ESERCIZIO SCRITTO 1
Secondo il testo sulla risurrezione, che cosa non c'è più per i discepoli?

TESTO DATO
Potremmo dirlo così: nella storia di Gesù c’è un modo di essere uomini e donne che rimane per sempre, che ha qualcosa da dire a tutti, che è originario e creativo. Chi lo incontra, si scopre nuovo, al di là dei sepolcri in cui le circostanze hanno avuto la meglio, hanno preso in ostaggio e rinchiuso parte della sua vita. Il sepolcro è la fine di tutto, senza appello: ci stanno dentro tutte le cose che nella nostra vita sono in un certo senso finite – e con esse anche un pezzetto di noi. Lì dentro, nel buio inappellabile del sepolcro.

La risurrezione è una pietra scardinata dall’uscio di una tomba; è un gesto potente di speranza. Certo, anche per i discepoli rimane ancora tutto il difficile di una morte ingombrante con cui fare i conti: le bende che raccontano le ferite, le lacrime e la fatica a credere che sia possibile e giusto andare oltre. Ma il masso che separava dalla vita piena non c’è più. Il tappo che ostruiva il passaggio, che sbarrava la strada tra le cose morte e quelle vive, è rimosso. Questo vuol dire che la risurrezione non è un gesto da bacchetta magica, che fa nuove le cose e le nostre vite cancellando il dolore con un colpo di spugna e una pacca sulla spalla, come se bastasse un po’ di fede per sistemare l’esistenza. Vuol dire però, questo sì, che il cammino per la vita piena, da parte di Dio, non è sbarrato. Secondo Lui, è di nuovo possibile a tutti noi, pur rimanendo intatto nella sua fatica. È come se chiedesse a ciascuno di noi: «Ma tu vuoi risorgere?». Capisce e rispetta con delicatezza i nostri sepolcri, ma offre vita piena. Fragile e vera come l’amicizia e l’incontro con Lui.

DATI FORNITI
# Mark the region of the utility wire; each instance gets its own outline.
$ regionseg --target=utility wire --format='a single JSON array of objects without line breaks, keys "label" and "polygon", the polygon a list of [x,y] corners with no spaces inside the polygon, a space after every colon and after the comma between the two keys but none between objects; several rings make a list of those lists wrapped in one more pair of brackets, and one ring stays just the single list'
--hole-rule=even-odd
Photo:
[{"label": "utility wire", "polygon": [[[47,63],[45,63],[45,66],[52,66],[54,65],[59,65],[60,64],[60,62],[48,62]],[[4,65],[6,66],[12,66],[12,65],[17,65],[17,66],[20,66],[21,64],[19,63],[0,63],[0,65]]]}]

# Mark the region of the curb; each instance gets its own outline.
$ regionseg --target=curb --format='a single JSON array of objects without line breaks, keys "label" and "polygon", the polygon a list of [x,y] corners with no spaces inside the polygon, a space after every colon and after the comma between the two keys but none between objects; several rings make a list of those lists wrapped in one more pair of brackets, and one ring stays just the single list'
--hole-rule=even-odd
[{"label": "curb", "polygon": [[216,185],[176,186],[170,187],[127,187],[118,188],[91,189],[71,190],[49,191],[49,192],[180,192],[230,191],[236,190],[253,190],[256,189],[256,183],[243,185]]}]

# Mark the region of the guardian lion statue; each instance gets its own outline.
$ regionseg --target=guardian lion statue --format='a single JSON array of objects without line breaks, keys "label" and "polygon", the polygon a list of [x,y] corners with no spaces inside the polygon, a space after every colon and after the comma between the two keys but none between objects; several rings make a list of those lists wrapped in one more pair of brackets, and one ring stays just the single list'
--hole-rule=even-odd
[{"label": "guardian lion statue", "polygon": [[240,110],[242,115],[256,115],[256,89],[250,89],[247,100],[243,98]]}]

ESERCIZIO SCRITTO 2
Formatta come lista JSON di stringhe le righe dei dati forniti, dalla riga che contiene "# Mark the region of the guardian" fino alla fine dei dati, con una stringa per riga e senza le righe vuote.

SOLUZIONE ESERCIZIO 1
Il masso che separava dalla vita piena.

SOLUZIONE ESERCIZIO 2
[
  "# Mark the region of the guardian lion statue; each instance gets its own outline.",
  "$ regionseg --target=guardian lion statue --format='a single JSON array of objects without line breaks, keys \"label\" and \"polygon\", the polygon a list of [x,y] corners with no spaces inside the polygon, a space after every colon and after the comma between the two keys but none between objects; several rings make a list of those lists wrapped in one more pair of brackets, and one ring stays just the single list'",
  "--hole-rule=even-odd",
  "[{\"label\": \"guardian lion statue\", \"polygon\": [[240,110],[242,115],[256,115],[256,89],[250,89],[247,100],[243,98]]}]"
]